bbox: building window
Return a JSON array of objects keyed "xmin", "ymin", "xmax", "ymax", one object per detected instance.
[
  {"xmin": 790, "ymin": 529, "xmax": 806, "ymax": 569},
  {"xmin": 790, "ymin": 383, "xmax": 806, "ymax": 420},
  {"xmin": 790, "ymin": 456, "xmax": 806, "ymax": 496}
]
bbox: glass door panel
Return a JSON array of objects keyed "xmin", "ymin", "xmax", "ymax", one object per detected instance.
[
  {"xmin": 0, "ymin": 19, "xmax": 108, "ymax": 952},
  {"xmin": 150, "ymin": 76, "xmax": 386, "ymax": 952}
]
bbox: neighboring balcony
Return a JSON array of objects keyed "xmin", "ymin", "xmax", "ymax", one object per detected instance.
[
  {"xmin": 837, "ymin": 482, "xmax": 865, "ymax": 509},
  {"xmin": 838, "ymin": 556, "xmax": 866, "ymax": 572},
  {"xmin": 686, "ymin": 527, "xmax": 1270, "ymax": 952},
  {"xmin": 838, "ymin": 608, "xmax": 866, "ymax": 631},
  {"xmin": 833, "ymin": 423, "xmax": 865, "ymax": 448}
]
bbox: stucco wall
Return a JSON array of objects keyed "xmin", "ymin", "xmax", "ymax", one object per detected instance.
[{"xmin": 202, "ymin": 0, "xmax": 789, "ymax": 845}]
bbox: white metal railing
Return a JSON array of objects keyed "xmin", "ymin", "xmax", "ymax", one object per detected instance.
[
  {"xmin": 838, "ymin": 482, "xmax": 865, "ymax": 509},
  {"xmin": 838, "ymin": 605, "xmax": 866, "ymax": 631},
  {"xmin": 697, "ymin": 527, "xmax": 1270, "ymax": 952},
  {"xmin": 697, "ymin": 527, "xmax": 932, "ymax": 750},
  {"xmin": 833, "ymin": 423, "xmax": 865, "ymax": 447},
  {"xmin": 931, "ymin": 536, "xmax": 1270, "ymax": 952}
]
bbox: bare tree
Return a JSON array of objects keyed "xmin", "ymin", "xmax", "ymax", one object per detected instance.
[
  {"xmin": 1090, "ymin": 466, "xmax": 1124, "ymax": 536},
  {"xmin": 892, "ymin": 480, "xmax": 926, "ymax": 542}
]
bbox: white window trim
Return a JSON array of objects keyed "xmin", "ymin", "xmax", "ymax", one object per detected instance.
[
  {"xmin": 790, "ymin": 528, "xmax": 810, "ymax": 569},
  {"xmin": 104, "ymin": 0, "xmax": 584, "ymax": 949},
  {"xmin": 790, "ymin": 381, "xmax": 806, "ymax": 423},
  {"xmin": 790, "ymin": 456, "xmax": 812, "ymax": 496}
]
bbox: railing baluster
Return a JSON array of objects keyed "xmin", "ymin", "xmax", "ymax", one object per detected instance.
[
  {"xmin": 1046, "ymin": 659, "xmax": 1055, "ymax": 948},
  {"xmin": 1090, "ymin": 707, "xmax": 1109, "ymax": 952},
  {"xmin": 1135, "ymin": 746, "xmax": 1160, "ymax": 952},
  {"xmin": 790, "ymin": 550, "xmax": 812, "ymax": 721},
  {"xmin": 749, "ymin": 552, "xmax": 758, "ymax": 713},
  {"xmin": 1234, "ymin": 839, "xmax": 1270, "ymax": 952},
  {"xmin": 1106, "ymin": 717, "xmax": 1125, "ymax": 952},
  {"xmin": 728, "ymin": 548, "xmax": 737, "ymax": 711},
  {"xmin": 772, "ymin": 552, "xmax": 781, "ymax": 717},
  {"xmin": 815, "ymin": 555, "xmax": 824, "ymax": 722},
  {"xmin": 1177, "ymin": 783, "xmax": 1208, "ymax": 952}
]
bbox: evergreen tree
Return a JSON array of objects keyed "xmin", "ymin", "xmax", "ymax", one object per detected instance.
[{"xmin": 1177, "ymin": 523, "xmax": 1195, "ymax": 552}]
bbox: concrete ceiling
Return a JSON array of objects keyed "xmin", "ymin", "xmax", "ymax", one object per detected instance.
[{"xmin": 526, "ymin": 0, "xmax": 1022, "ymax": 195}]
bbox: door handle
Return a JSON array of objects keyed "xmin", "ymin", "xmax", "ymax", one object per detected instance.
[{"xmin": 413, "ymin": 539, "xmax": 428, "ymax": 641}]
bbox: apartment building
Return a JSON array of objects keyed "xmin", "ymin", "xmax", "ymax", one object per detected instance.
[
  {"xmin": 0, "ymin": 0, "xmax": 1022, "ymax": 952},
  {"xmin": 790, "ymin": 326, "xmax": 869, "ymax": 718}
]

——

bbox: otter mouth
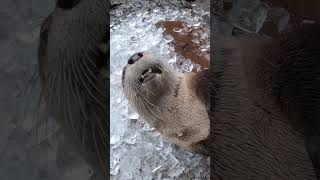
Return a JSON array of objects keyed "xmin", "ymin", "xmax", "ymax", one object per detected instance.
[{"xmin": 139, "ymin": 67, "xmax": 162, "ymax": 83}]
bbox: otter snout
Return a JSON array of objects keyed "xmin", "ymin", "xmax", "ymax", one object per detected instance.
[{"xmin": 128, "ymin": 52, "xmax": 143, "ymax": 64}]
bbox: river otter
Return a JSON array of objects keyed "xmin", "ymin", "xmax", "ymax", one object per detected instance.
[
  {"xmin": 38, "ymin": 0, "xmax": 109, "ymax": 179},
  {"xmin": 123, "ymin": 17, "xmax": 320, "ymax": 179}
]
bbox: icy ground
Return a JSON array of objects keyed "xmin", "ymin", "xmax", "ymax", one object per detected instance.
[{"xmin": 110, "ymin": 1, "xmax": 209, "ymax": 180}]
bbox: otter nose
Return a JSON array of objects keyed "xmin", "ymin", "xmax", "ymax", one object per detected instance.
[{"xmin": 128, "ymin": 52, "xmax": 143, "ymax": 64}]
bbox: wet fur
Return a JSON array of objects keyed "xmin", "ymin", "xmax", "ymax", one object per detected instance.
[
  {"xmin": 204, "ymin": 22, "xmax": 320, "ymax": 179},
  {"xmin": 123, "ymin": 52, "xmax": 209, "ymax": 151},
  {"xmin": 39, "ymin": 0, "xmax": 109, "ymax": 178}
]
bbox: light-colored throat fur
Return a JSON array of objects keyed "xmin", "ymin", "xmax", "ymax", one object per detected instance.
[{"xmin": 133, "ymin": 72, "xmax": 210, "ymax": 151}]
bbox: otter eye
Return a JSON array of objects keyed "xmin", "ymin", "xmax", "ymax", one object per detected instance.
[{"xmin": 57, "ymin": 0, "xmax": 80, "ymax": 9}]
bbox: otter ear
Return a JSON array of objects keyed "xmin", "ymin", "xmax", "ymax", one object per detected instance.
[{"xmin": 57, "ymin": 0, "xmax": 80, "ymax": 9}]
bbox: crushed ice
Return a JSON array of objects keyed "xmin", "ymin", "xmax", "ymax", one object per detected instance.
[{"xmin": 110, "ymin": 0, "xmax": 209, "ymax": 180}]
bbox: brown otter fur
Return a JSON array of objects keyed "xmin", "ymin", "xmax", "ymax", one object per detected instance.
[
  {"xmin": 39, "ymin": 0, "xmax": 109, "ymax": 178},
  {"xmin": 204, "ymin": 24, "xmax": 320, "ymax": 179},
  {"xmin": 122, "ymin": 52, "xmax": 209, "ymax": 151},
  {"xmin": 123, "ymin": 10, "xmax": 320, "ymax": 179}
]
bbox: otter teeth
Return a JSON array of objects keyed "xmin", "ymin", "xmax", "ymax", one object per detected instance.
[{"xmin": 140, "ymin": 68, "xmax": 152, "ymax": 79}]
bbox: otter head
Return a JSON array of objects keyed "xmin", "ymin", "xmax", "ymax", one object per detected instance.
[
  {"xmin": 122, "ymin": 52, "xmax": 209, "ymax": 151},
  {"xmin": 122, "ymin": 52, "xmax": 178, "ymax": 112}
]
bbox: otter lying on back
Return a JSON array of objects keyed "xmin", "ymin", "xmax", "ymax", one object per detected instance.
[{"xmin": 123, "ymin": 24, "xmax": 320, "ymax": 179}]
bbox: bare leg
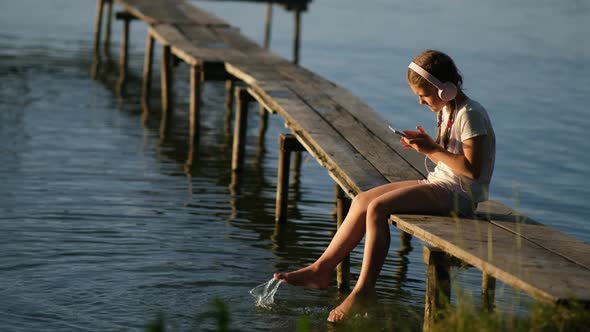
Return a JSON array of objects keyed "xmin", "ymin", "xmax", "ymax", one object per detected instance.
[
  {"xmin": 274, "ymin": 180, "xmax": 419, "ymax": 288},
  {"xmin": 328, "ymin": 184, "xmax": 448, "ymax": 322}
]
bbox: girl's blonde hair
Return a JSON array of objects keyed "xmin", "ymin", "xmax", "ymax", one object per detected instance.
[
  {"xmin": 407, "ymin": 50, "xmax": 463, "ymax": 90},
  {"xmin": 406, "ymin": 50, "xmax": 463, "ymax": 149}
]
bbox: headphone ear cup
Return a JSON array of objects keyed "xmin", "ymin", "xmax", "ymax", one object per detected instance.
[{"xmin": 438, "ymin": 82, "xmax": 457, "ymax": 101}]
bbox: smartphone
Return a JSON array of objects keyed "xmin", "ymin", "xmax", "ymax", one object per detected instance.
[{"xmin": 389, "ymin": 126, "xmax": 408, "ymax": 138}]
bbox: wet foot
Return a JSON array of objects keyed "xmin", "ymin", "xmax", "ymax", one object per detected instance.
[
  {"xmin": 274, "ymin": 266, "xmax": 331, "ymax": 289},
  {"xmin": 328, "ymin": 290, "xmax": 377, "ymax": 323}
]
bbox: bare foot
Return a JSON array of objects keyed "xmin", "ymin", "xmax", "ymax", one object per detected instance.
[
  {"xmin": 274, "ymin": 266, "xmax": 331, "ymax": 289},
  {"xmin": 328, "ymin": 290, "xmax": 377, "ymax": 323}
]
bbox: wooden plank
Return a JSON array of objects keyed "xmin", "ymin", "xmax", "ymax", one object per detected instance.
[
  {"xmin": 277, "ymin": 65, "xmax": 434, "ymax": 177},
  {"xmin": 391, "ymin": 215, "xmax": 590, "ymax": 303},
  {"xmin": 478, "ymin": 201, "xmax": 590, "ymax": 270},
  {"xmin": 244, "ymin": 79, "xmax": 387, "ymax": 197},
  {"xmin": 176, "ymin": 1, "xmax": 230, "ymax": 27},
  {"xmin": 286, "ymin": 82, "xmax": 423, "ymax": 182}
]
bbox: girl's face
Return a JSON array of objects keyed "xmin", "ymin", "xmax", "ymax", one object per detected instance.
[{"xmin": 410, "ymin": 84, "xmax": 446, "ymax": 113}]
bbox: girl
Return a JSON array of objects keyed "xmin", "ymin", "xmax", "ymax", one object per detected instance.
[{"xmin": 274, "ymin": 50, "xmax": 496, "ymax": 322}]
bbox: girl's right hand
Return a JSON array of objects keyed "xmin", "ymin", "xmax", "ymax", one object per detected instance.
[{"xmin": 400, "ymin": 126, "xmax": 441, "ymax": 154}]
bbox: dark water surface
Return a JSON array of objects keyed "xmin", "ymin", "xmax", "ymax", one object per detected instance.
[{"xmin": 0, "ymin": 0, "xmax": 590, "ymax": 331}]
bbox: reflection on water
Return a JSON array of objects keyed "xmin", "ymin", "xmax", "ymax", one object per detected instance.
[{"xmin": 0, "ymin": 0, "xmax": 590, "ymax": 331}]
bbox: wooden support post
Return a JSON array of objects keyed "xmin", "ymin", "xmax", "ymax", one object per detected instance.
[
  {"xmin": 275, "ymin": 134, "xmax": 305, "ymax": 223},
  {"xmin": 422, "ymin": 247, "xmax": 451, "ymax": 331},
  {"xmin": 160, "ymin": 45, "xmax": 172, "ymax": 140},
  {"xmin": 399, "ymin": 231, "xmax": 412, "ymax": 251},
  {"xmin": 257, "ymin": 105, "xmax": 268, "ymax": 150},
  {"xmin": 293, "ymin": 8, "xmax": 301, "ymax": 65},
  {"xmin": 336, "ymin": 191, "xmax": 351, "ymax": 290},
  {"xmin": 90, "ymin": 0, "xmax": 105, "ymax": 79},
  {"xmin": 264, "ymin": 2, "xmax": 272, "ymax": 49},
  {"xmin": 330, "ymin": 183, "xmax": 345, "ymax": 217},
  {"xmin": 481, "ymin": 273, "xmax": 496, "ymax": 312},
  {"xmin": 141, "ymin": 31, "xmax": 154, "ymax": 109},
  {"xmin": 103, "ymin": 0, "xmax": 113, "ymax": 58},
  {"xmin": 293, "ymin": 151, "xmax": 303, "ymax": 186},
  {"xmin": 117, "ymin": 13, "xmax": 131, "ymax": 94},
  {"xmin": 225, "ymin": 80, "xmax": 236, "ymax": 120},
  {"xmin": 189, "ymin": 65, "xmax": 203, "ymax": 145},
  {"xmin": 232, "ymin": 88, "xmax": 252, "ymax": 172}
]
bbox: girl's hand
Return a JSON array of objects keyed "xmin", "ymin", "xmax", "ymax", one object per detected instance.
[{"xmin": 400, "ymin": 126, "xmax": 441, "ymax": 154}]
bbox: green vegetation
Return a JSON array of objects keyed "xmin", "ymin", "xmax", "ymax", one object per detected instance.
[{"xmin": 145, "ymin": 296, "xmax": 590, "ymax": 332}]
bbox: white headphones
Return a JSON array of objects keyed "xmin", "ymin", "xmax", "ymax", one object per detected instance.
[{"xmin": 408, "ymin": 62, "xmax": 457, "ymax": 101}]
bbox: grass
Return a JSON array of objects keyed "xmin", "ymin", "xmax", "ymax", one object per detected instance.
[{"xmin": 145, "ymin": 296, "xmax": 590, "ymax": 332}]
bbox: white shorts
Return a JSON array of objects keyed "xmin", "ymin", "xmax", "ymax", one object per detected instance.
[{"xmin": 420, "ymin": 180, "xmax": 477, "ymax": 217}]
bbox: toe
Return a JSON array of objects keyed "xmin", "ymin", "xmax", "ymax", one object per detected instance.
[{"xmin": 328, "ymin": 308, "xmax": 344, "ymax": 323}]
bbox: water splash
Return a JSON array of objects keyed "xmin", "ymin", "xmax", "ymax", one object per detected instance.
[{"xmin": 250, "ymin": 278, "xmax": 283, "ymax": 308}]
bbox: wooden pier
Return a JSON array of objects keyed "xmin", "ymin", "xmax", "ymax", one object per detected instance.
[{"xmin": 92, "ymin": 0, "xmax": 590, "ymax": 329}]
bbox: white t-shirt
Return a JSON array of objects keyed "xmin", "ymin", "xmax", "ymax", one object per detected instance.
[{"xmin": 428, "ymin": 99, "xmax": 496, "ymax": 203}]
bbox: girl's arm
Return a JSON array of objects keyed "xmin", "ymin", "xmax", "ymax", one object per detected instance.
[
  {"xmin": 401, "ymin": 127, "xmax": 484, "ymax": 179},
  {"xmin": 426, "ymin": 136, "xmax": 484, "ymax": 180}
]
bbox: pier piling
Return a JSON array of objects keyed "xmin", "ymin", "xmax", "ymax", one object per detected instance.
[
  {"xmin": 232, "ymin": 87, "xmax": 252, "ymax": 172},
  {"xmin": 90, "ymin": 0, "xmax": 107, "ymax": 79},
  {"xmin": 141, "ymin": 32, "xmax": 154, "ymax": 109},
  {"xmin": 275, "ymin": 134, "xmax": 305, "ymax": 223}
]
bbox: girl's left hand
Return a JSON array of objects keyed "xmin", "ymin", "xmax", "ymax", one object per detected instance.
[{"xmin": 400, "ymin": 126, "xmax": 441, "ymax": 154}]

——

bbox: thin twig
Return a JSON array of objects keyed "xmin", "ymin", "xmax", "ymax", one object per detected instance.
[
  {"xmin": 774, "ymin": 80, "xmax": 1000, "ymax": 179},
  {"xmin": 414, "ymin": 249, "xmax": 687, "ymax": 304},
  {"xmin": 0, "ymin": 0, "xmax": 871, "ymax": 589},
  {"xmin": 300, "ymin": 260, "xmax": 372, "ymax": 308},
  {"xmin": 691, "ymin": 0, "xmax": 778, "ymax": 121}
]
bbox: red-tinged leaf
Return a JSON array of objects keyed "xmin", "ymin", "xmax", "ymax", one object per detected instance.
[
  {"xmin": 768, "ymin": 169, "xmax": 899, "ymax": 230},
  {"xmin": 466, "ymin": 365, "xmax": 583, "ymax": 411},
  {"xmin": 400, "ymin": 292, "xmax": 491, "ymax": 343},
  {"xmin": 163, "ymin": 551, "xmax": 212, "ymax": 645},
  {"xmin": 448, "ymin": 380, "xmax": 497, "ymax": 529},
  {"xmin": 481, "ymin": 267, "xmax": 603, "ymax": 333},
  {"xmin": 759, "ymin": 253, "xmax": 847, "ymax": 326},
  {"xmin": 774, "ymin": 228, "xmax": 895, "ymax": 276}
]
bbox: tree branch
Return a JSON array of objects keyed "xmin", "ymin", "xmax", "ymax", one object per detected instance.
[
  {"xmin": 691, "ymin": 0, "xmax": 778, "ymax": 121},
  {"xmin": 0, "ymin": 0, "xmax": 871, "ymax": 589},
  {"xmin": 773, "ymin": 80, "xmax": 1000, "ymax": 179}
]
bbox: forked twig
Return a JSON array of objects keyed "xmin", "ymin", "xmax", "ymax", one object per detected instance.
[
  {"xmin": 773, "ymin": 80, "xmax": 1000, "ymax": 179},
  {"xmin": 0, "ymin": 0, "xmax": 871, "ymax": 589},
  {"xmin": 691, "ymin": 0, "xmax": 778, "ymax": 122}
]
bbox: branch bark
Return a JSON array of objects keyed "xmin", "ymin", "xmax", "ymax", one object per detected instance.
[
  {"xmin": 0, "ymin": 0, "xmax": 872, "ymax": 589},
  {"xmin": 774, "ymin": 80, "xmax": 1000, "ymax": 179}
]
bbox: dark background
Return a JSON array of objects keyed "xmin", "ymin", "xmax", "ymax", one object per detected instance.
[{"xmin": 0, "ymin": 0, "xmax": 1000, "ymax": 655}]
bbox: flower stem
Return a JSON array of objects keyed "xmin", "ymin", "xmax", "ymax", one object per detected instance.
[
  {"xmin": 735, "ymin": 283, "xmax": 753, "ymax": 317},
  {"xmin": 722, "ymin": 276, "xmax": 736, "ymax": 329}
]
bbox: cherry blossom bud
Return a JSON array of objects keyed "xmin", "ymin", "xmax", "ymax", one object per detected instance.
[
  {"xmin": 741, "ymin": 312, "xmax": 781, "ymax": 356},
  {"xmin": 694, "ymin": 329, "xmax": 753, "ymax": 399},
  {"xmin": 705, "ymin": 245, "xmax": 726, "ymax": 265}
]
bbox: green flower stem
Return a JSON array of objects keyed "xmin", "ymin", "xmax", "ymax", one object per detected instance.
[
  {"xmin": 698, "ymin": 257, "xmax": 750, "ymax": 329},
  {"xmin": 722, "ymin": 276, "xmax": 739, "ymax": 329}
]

——

Pick out every row above that contains the word "white" and copy each one.

§ **TASK OUTPUT**
bbox: white metal railing
bbox: white window trim
bbox: white headphones
bbox: white shorts
bbox: white t-shirt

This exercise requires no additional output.